[SUPPLIED DATA]
★ ★ ★ ★
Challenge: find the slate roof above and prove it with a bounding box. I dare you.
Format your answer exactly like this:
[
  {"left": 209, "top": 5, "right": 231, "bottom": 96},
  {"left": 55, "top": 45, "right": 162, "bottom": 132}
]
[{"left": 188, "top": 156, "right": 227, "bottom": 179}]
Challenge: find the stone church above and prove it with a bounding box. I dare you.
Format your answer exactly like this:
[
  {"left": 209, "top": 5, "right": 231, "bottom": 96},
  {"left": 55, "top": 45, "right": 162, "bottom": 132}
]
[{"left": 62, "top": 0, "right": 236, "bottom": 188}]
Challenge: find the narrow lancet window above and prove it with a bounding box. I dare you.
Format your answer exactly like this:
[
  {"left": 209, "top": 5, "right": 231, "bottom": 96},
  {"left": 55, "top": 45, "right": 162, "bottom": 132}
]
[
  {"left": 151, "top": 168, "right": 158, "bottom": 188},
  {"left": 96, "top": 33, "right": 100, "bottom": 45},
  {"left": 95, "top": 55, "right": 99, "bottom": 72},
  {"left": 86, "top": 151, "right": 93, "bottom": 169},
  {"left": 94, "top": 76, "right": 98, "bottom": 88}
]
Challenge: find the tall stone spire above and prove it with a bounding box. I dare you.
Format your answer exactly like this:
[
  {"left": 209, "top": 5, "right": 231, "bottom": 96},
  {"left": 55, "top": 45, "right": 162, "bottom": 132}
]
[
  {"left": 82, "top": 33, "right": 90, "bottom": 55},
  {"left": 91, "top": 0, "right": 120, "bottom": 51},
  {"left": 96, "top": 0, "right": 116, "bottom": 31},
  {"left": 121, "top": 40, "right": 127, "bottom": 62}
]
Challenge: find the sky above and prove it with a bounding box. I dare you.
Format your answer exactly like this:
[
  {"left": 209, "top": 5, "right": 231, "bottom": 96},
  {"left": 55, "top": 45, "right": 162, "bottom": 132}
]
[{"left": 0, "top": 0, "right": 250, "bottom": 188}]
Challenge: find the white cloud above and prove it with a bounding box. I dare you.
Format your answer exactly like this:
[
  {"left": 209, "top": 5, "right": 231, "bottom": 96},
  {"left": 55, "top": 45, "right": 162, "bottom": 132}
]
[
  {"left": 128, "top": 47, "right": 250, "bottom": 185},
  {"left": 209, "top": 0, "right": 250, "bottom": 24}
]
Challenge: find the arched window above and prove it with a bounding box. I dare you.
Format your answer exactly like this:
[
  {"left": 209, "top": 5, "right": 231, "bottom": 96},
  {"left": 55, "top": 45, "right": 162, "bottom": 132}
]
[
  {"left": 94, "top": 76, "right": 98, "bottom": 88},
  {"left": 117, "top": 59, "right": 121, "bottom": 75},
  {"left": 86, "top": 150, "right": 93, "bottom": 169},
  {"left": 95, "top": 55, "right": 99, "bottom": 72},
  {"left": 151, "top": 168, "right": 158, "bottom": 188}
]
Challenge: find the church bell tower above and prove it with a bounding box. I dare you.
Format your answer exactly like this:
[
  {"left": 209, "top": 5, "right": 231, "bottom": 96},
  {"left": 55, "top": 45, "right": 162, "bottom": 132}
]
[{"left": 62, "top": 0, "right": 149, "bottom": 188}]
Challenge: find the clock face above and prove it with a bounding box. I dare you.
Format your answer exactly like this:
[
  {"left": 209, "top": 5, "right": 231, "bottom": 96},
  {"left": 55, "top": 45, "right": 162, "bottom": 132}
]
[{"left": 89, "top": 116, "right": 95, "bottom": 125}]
★ ★ ★ ★
[BRIEF]
Please write out all the records above again, switching each "Challenge" to "Task" and keeping everything else the same.

[SOLVED EXERCISE]
Task: find the slate roof above and prove it with a bounding box. I dare you.
Format your answer exactly like this:
[
  {"left": 209, "top": 5, "right": 231, "bottom": 96},
  {"left": 55, "top": 45, "right": 162, "bottom": 132}
]
[{"left": 188, "top": 156, "right": 227, "bottom": 179}]
Task: find the stone church above and prove it with a bounding box. I dare you.
Format your answer exactly like this:
[
  {"left": 209, "top": 5, "right": 231, "bottom": 96},
  {"left": 55, "top": 45, "right": 162, "bottom": 132}
]
[{"left": 62, "top": 0, "right": 236, "bottom": 188}]
Task: find the narrow lancet window above and prove it with a bounding box. I dare you.
Format your answer exactly like this:
[
  {"left": 209, "top": 5, "right": 231, "bottom": 96},
  {"left": 55, "top": 45, "right": 162, "bottom": 132}
]
[
  {"left": 151, "top": 168, "right": 158, "bottom": 188},
  {"left": 96, "top": 33, "right": 100, "bottom": 45},
  {"left": 95, "top": 55, "right": 99, "bottom": 72},
  {"left": 86, "top": 151, "right": 93, "bottom": 169},
  {"left": 94, "top": 76, "right": 98, "bottom": 88}
]
Task: find the tall stone spire above and prove it with a bounding box. I dare you.
Format your answer exactly like this:
[
  {"left": 209, "top": 5, "right": 231, "bottom": 96},
  {"left": 55, "top": 45, "right": 162, "bottom": 132}
]
[
  {"left": 82, "top": 33, "right": 90, "bottom": 55},
  {"left": 91, "top": 0, "right": 120, "bottom": 51},
  {"left": 96, "top": 0, "right": 116, "bottom": 31},
  {"left": 121, "top": 40, "right": 127, "bottom": 62}
]
Task: find the sky above and prove it with a bounding box. I dare you.
Format your answer exactly like this:
[
  {"left": 209, "top": 5, "right": 231, "bottom": 96},
  {"left": 55, "top": 45, "right": 162, "bottom": 132}
]
[{"left": 0, "top": 0, "right": 250, "bottom": 188}]
Task: find the white cloud above and prove it with a bounding box. I dare you.
Format your answer exactly like this:
[
  {"left": 209, "top": 5, "right": 231, "bottom": 96},
  {"left": 55, "top": 45, "right": 162, "bottom": 132}
]
[
  {"left": 128, "top": 47, "right": 250, "bottom": 185},
  {"left": 209, "top": 0, "right": 250, "bottom": 24}
]
Task: find the arched window above and prove it with a bounding box. I dare you.
Format your answer exactly like this:
[
  {"left": 209, "top": 5, "right": 231, "bottom": 96},
  {"left": 55, "top": 45, "right": 162, "bottom": 132}
]
[
  {"left": 94, "top": 76, "right": 98, "bottom": 88},
  {"left": 117, "top": 59, "right": 121, "bottom": 75},
  {"left": 86, "top": 150, "right": 93, "bottom": 169},
  {"left": 95, "top": 55, "right": 99, "bottom": 72},
  {"left": 151, "top": 168, "right": 158, "bottom": 188}
]
Task: find the church bell tower above and prove it with a bounding box. I dare you.
Format your answer exactly like this:
[
  {"left": 209, "top": 5, "right": 231, "bottom": 96},
  {"left": 55, "top": 45, "right": 162, "bottom": 132}
]
[{"left": 62, "top": 0, "right": 149, "bottom": 188}]
Task: find the clock face above and prove it with a bounding box. I dare you.
Format your answer exactly like this:
[
  {"left": 209, "top": 5, "right": 231, "bottom": 96},
  {"left": 55, "top": 45, "right": 162, "bottom": 132}
]
[{"left": 89, "top": 116, "right": 95, "bottom": 125}]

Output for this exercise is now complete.